Objective:
Beginning at the line that contains "Task: identify the windshield", reproduce every line to the end of the material without changing any of them.

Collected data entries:
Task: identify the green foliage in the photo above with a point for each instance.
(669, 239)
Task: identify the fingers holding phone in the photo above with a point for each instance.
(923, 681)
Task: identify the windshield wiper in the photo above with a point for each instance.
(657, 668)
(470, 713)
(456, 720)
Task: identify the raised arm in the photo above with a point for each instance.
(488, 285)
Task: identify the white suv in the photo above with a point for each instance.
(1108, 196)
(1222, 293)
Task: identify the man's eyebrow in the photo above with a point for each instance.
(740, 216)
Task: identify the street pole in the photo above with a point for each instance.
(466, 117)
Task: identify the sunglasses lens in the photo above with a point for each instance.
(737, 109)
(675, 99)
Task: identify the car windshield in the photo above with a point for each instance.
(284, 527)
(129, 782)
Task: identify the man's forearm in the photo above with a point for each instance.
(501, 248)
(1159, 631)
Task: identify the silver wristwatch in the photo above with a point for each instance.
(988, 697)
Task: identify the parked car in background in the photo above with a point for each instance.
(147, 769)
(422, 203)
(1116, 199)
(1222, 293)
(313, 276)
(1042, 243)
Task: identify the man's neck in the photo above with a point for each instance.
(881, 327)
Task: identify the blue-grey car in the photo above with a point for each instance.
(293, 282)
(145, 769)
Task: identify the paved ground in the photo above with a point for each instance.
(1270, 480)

Answer to this task:
Task: identify the windshield wiper in the photo above with a point for each instance.
(657, 668)
(470, 713)
(456, 720)
Task: identify the raised arm in the photo above with a point for each instance.
(488, 285)
Task: identify the white suv in the photo above with a point for each instance.
(1108, 196)
(1222, 293)
Task: identify the man's eyebrow in the photo above with a point for each instance.
(740, 216)
Task: identify the street pole in the photo above with a point for each instance.
(466, 117)
Task: identify the sunglasses lens in the photo above with a point for each instance.
(737, 109)
(675, 99)
Task: identify the car windshield in the photo above with a point for each instance.
(284, 527)
(129, 782)
Task: identify the man's forearm in the photo above with a point for each instance.
(501, 248)
(1159, 631)
Task: identify the silver wristwatch in the photo above with a point for each instance.
(988, 697)
Task: identify the parked car in background in the photo above with a point for each instance.
(147, 769)
(422, 203)
(1116, 199)
(1222, 293)
(313, 276)
(1042, 243)
Task: identify the man's neck in the photo above with a point for each instance.
(881, 327)
Task: identify the blue-grey car in the photo above with a point for each instance.
(293, 282)
(145, 769)
Task: identify the paved ground in the photo above with a point for each instance.
(1270, 480)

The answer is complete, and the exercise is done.